• SOURCE PASSAGE
※

# 1938 Schwinn La Salle



## American Vintage Bicycle Supply (Sep 26, 2014)

Picked this up from JOEL this morning. Nice OG paint. Locking fork.

Was originally used as a Western Union bike in Birmingham!


----------



## rollfaster (Sep 26, 2014)

*Very nice*

Joel always seems to get his hands on the nicest bikes. Looks like a tall person rode this one. Like the western union history. Congrads.


----------



## American Vintage Bicycle Supply (Sep 26, 2014)

57 spitfire said:


> Joel always seems to get his hands on the nicest bikes. Looks like a tall person rode this one. Like the western union history. Congrads.





Thanks! Joel has some great stuff. All around great deal.

※

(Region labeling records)
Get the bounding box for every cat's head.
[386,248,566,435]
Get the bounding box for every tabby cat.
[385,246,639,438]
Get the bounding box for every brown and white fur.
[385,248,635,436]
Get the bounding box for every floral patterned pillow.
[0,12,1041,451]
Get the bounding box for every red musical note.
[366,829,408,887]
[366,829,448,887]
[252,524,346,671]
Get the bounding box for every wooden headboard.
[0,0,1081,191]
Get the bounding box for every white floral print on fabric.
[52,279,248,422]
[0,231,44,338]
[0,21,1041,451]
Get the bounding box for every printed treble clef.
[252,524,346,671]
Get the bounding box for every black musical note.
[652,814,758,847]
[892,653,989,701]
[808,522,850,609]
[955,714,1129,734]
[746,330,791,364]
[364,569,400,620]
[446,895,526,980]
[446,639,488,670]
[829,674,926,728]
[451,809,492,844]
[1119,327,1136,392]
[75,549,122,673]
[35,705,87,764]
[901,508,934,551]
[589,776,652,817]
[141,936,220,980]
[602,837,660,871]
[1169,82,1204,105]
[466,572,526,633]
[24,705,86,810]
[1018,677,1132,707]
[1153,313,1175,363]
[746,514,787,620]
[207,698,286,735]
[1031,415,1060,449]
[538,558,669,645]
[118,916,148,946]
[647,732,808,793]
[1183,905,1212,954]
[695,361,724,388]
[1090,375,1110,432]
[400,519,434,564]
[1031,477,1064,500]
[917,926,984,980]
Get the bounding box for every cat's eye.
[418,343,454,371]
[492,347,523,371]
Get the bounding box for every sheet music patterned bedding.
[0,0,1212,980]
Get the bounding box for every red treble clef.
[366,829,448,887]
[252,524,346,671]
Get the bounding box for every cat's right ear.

※

• YOUR TASKS
(1) In the 1938 Schwinn La Salle thread, in which city was the bike originally used as a Western Union bike?
(2) Write the next part of the 1938 Schwinn La Salle thread, starting after its last post.
The region labeling material is separate from the 1938 Schwinn La Salle thread.

• ANSWERS GIVEN
(1) Birmingham

(2)
----------



## markivpedalpusher (Sep 26, 2014)

Nice bike, congrats!


----------



## Ozark Flyer (Sep 26, 2014)

Lots of good paint there.  Nice find.  I would like to have a C model in that color.


----------



## American Vintage Bicycle Supply (Sep 27, 2014)

Thanks guys, can't wait to get in there and clean it up.


----------



## American Vintage Bicycle Supply (Sep 27, 2014)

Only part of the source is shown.